(EXTRACTED INFORMATION Opens)

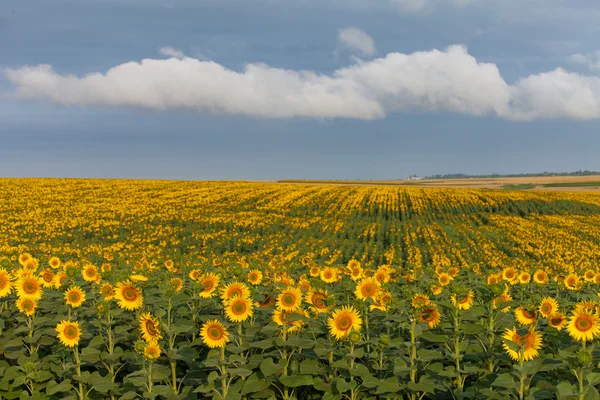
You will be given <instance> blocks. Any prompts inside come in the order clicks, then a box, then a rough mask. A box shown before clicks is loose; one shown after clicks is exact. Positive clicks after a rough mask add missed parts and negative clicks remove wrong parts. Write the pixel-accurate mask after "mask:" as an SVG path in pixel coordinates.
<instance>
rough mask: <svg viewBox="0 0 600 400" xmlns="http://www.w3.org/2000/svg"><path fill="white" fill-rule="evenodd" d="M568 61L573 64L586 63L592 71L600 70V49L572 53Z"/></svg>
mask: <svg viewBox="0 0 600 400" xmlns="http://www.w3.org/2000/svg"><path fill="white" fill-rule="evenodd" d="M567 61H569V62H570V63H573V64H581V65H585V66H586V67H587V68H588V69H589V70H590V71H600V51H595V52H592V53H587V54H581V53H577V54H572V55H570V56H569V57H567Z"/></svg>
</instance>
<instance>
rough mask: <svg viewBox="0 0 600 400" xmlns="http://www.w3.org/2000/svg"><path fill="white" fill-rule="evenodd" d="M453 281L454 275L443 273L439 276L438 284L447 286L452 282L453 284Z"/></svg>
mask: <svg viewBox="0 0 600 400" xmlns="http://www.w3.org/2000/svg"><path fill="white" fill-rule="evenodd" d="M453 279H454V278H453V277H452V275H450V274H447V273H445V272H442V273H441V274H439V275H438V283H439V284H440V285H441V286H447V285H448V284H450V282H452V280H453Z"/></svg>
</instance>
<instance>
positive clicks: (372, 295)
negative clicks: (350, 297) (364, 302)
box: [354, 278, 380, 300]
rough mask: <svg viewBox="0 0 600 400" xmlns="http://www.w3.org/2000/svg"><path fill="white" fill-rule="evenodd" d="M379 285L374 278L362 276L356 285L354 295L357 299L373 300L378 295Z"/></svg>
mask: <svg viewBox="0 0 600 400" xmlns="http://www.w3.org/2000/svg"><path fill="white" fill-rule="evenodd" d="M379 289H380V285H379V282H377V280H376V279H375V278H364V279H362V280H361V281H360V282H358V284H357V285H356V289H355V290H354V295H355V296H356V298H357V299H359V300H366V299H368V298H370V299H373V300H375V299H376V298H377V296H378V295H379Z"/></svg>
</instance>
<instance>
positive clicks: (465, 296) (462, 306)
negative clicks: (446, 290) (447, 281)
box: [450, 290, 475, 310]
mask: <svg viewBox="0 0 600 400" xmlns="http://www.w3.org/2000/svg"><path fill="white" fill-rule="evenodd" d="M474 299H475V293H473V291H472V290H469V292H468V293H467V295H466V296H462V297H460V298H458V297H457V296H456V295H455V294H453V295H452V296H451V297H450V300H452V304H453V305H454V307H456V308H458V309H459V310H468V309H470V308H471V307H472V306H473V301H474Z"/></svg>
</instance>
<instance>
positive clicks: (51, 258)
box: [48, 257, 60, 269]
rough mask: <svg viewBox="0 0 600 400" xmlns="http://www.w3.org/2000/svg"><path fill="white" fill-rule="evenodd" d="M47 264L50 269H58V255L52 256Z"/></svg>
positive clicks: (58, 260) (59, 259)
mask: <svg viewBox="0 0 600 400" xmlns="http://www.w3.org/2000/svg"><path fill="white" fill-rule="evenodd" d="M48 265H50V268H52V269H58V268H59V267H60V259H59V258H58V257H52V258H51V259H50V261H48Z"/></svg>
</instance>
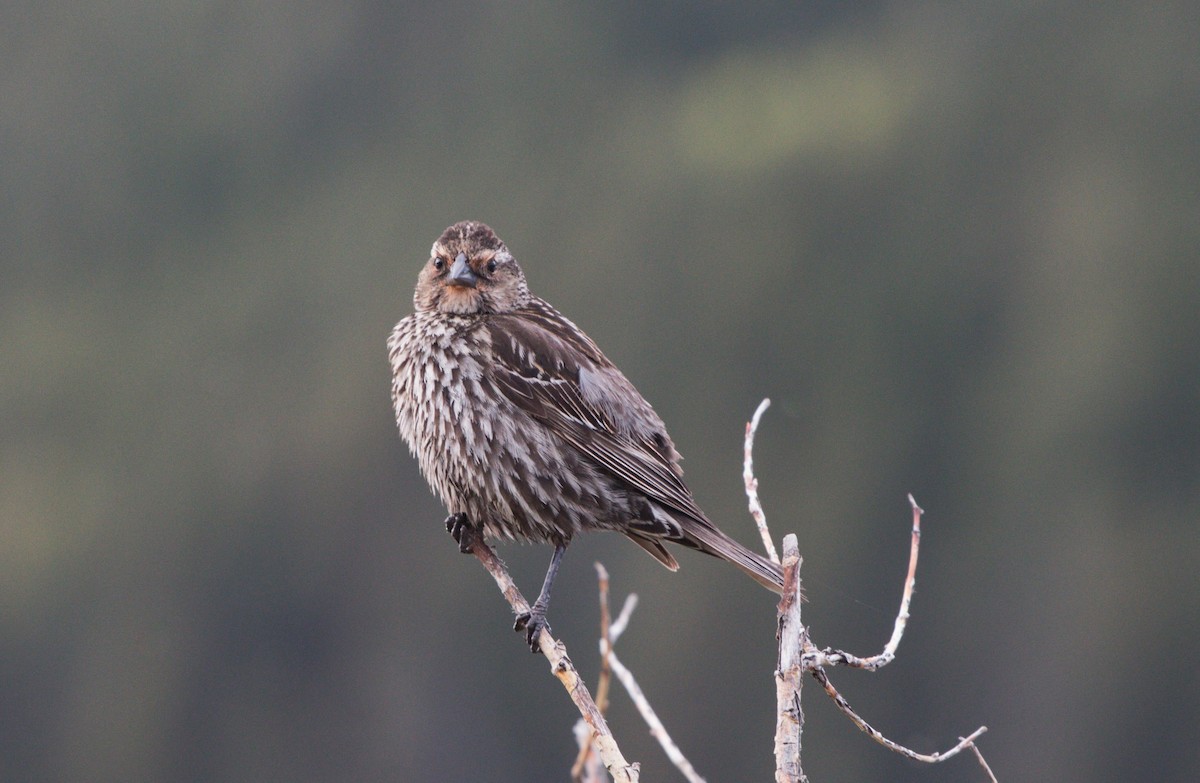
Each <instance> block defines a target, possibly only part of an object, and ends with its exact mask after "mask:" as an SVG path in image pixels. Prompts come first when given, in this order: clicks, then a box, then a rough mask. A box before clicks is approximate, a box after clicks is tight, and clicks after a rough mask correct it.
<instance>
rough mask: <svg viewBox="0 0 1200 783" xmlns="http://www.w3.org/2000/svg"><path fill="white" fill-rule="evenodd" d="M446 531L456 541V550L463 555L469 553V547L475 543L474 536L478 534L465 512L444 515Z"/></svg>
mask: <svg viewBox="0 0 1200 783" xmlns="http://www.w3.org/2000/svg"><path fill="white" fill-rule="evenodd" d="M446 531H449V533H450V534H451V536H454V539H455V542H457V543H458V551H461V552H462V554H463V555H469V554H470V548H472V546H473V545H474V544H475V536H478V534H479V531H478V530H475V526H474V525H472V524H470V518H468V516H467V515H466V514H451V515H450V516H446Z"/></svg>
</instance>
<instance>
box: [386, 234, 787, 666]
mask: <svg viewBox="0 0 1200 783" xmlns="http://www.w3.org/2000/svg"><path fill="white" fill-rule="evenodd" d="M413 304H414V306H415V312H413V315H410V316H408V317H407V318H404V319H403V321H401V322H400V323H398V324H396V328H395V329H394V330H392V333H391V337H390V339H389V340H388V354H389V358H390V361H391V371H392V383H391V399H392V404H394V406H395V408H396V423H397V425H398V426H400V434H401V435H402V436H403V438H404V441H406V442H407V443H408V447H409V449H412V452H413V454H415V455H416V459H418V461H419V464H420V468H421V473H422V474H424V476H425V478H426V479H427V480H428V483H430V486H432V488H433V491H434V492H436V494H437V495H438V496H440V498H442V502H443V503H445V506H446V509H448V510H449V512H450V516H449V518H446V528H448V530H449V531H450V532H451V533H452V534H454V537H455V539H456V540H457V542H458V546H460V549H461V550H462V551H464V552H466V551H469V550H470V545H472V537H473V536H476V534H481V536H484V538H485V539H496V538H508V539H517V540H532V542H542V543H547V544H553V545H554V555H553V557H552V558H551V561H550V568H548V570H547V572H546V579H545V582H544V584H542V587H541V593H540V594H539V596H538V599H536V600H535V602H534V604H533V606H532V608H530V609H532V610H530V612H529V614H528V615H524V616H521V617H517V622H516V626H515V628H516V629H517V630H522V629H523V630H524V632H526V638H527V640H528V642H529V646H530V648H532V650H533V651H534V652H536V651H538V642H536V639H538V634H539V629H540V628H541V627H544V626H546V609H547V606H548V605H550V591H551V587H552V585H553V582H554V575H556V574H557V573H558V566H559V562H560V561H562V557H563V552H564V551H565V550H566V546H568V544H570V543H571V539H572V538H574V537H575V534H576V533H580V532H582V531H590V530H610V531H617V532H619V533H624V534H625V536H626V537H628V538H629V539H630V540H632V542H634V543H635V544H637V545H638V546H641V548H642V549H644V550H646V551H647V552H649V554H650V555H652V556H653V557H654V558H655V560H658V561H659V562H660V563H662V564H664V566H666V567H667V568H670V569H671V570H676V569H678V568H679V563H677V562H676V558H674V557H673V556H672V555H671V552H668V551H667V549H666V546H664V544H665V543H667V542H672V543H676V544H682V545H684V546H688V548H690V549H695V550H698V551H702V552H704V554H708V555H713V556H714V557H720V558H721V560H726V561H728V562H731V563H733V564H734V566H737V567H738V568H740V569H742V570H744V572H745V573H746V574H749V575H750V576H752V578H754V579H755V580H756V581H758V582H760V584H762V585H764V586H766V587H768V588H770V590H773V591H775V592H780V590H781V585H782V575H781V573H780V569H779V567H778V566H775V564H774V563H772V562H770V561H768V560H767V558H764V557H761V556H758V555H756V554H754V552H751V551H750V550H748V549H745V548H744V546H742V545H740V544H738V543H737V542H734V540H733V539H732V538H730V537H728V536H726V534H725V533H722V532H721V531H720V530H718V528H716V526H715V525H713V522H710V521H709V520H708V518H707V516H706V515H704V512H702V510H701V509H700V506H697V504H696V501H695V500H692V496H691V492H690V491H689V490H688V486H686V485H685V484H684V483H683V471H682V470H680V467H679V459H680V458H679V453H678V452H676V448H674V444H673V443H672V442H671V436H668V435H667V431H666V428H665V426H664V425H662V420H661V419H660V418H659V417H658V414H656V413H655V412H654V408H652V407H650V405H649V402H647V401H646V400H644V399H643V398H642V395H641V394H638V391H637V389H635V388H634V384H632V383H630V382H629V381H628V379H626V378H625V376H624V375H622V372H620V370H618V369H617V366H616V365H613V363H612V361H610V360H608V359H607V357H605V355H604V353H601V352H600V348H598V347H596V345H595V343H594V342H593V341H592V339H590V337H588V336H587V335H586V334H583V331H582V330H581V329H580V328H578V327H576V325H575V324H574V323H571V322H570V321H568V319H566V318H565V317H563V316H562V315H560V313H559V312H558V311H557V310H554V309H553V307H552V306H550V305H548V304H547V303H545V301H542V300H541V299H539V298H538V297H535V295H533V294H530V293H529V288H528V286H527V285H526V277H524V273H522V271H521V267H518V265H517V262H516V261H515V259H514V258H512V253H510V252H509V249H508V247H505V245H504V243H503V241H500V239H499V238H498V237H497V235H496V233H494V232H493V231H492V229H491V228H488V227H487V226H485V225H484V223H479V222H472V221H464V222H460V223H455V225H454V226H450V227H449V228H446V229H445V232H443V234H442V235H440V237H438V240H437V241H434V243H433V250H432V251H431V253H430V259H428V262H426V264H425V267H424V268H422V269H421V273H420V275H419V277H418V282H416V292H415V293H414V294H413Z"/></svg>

(EXTRACTED INFORMATION Closes)

#### TASK ITEM:
Please transcribe only the lines in the records above running from the line that has "positive clicks: (372, 295)" through the line that has "box: [48, 257, 60, 269]", both included, exactly as they appear.

#### RESPONSE TO THE TASK:
positive clicks: (372, 295)
negative clicks: (350, 297) (364, 302)
box: [354, 278, 380, 300]
rough mask: <svg viewBox="0 0 600 400" xmlns="http://www.w3.org/2000/svg"><path fill="white" fill-rule="evenodd" d="M379 285L374 278L362 276L356 285L354 295L357 299L373 300L378 295Z"/></svg>
mask: <svg viewBox="0 0 600 400" xmlns="http://www.w3.org/2000/svg"><path fill="white" fill-rule="evenodd" d="M379 289H380V285H379V282H377V280H376V279H375V278H364V279H362V280H361V281H360V282H358V284H357V285H356V289H355V290H354V295H355V296H356V298H357V299H359V300H366V299H368V298H370V299H373V300H375V299H376V298H377V296H378V295H379Z"/></svg>
</instance>
<instance>
positive clicks: (465, 296) (462, 306)
negative clicks: (446, 290) (447, 281)
box: [450, 290, 475, 310]
mask: <svg viewBox="0 0 600 400" xmlns="http://www.w3.org/2000/svg"><path fill="white" fill-rule="evenodd" d="M474 299H475V293H473V291H472V290H469V292H468V293H467V295H466V296H462V297H460V298H458V297H457V296H456V295H455V294H453V295H452V296H451V297H450V300H452V304H453V305H454V307H456V308H458V309H459V310H468V309H470V308H471V307H472V306H473V301H474Z"/></svg>
</instance>
<instance>
positive clicks: (51, 258)
box: [48, 257, 60, 269]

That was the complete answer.